• **EXERCISE PROMPT**
Below is a listing to transcribe in full and exactly; keep the pictures out.
[begin DATA FOR THE TASK]
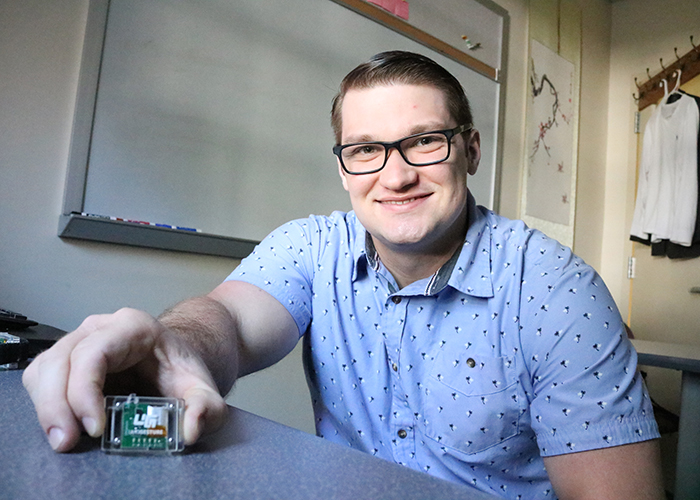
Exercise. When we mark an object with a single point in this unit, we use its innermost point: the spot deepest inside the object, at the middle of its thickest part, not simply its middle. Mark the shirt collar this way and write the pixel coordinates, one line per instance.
(468, 270)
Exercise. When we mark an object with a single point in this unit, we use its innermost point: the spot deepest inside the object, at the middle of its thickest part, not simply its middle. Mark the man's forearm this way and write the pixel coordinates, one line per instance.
(209, 328)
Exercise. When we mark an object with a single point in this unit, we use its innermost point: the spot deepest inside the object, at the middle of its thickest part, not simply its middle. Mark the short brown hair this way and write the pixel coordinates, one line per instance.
(407, 68)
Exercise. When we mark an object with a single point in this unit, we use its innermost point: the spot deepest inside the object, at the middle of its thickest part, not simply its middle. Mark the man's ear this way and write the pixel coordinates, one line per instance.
(343, 175)
(473, 151)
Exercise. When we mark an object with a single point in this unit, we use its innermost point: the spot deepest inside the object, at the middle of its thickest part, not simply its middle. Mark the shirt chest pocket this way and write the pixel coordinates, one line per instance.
(472, 402)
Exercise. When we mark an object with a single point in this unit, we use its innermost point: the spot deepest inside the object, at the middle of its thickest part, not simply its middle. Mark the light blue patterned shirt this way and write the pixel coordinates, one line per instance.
(512, 351)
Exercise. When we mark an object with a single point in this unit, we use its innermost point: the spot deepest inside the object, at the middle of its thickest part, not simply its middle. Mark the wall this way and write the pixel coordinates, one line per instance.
(60, 282)
(642, 32)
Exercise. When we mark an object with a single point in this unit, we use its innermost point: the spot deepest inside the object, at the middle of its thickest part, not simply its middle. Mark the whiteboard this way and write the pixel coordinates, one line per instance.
(216, 115)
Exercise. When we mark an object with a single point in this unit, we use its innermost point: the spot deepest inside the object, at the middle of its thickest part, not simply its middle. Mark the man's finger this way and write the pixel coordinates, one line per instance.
(116, 343)
(46, 379)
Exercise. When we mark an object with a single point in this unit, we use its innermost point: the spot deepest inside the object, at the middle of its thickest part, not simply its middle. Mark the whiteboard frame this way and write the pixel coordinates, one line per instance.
(74, 223)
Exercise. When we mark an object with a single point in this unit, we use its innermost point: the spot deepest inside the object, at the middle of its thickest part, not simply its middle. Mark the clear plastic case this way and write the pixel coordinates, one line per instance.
(143, 425)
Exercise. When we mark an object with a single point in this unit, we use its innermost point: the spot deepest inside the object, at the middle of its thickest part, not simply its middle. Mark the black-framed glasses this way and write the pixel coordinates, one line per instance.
(418, 150)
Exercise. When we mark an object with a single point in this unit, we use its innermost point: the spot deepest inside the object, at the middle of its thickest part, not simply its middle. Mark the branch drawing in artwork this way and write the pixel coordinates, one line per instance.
(537, 86)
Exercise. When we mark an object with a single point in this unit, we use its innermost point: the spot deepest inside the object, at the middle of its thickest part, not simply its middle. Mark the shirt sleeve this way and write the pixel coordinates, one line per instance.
(282, 265)
(586, 390)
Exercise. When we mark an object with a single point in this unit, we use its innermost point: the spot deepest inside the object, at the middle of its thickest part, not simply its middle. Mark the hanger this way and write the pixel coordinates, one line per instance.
(663, 83)
(675, 94)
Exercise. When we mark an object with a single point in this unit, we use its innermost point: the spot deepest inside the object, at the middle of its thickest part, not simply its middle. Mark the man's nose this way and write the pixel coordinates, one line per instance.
(397, 174)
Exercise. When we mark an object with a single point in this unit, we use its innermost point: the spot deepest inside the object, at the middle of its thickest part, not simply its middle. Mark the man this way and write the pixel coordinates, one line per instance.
(437, 334)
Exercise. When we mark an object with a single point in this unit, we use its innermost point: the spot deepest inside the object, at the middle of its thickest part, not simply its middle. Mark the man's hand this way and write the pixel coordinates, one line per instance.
(66, 382)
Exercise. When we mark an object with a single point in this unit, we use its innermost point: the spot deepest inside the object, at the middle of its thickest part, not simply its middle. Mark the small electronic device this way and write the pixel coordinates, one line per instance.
(13, 350)
(143, 425)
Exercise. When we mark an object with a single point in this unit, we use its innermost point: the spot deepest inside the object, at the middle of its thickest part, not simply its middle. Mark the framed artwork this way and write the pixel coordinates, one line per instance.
(549, 187)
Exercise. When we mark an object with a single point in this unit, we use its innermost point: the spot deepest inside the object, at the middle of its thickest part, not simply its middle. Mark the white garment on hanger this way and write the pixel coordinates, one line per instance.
(667, 192)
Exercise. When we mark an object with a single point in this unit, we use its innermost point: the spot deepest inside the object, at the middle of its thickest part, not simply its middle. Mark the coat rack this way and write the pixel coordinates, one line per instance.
(651, 91)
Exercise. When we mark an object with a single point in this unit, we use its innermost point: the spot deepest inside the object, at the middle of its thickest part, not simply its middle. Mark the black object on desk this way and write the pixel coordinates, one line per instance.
(250, 458)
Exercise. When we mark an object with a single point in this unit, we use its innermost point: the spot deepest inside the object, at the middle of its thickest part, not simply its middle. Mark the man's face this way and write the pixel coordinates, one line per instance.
[end DATA FOR THE TASK]
• **TASK ANSWER**
Exercise. When we mark an object with a single point in this unit, we use its innermost point: the spot deepest inside the object, at the middle of its thickest part, not simply its middle. Mark the shirt collar this way and write the pixel coordinates, one line per instance.
(468, 270)
Exercise. When we mark an object with a single point in this unit, we use its innermost point: the spot deepest inside the object, at the middle of its thickest part, not simply its middle. Mark the man's forearm this way and write the pixel coordinates, one line per instance.
(209, 328)
Exercise. When we mark an object with a single point in this unit, we use its innermost point: the spot deepest inside the object, at the middle of its thickest part, not simply its middle. Mark the short brown hair this way and write the pixel coordinates, one line per instance.
(407, 68)
Exercise. When we mark an object with a single point in this unit, we use its innermost point: the spot deepest inside the object, at the middle of its thickest part, not simply its middle. Mark the man's ear this way and write the pixel coordinates, one line per instance.
(343, 175)
(473, 151)
Exercise. When we mark an object with a single point in this unit, we use its innermost point: the spot deepest inside the object, at the middle of its thickest part, not simply its middle. Mark the shirt chest pocket this way and write the pixel coordinates, one line per instance.
(472, 402)
Exercise. When we mark an object with a single point in this unit, we use its innermost point: the spot deepest inside the object, at the middle of its thickest part, not simply its middle. Mark the light blue patterned shirt this way and write the pixel coordinates, one line per instance.
(512, 351)
Exercise. When we mark an object with a single point in this unit, we use its innermost point: the spot deepest inside the object, at the middle of its thickest part, not simply its middle. Mark the wall this way and write the pixel coordinates, one line per instance.
(60, 282)
(642, 32)
Exercise. When we mark an object with a single point in this unit, we use its innermost point: the spot deepest inside the object, at the middle of its thickest part, not simply its middle. Mark the whiteboard this way and write the pixel coordinates, one line per instance.
(216, 115)
Exercise. When we mark an object with a single point in this unit, we use its innermost point: the spot deepest inside the object, at the middle of its thickest part, not simply its middle. Mark the man's finger this way and write the pixel coordinates, one line per instance.
(116, 343)
(46, 379)
Exercise. When we mark an object with a single point in this unit, we use its innermost point: the spot deepest inside the object, at the middle of its thickest part, not simply its middle. Mark the whiteboard frame this way and write the pixel coordinates, one line per instance.
(74, 223)
Exercise. When we mark an object with a single point in this unit, we use its innermost point: the spot deepest inside the object, at the middle of its thickest part, not simply its middle. Mark the clear plastic case this way and write the pixel coordinates, one line per instance.
(143, 425)
Exercise. When we mark an object with a single point in this unit, we use its innermost point: the spot deepest inside the object, at the middle of its thickest part, not simply its middle. Mark the black-framed glasses this way and write the pixel coordinates, one line per instance.
(418, 150)
Exercise. When we mark an object with a single point in this unit, we use its innermost point: the spot deepest inside the object, at the middle of its thickest part, not simply its middle. Mark the branch drawing in artwork this way and write the pixel coordinates, one line per instance.
(537, 86)
Exercise. When we mark an object with a single point in this unit, we use its innermost point: the spot deepest inside the object, at the middle of its thickest part, not simply its middle. Mark the shirt sleeve this way and write the pixel coordinates, one line per instance.
(282, 265)
(586, 390)
Exercise. When we mark an object with a single point in this unit, we use its innermost point: the spot deepest inside the object, at the middle of its thickest part, not simply its middle. Mark the hanger this way and write the pixel coordinates, one line per instance.
(663, 83)
(675, 94)
Exercise. When we mark an object with a single point in this unit, we use its innermost point: the spot deepest inside the object, at the middle of its thickest part, not simply its middle. Mark the man's nose this way and write the pixel coordinates, one line per instance.
(397, 174)
Exercise. When we mark an object with a single point in this unit, we use its innermost point: the spot deepest inside the object, at the middle of its thickest part, not simply its middle. Mark the man this way and write the pixel coordinates, one line per instance.
(437, 334)
Exercise. When we mark an object with a single point in this unit, we use its innermost point: the spot deepest inside the object, at the middle of its thickest part, not simply its middle. Mark the man's hand this way and write the pixel coordinates, one line per instance.
(66, 382)
Exercise. When we mark an object with a single point in this unit, we use its innermost point: the spot deepest inside the object, at the middle of its thickest part, not simply its middle. Mark the small electronic device this way and write the pixel coordinates, one line per instance.
(13, 350)
(143, 425)
Exercise. When we mark an object with a single point in this unit, we use its innermost point: the spot deepest inside the object, at the middle of its thickest part, not simply its middle. Mark the framed artwork this way and write the pixel coordinates, one line per instance.
(549, 187)
Exercise. When we mark an object with a single point in this unit, we use its innermost point: the spot deepest inside the object, at the middle of its thickest part, not simply its middle. Mark the white garment on hanger this way and write the pixel coordinates, one line per instance.
(667, 192)
Exercise. When we mark an object with a single point in this unit, we use its innermost point: the spot deepest inside the object, at the middle of its thickest part, not simply its middle. Mark the coat rack this way and write the pixel coordinates, one line per instance.
(651, 91)
Exercise. When we mark an object with a single point in this unit, we use its innermost point: the spot deepest inside the object, at the middle of its thickest part, not simply its middle. Mark the black object on desk this way and write the pixel coordinates, one line per instance.
(250, 458)
Exercise. When we mark an object with a single point in this unit, we use its innermost point: the spot deepest inside the object, at the middle of its thickest part, not simply its middle. Mark the man's face this way and write the pixel coordinates, one line per instance.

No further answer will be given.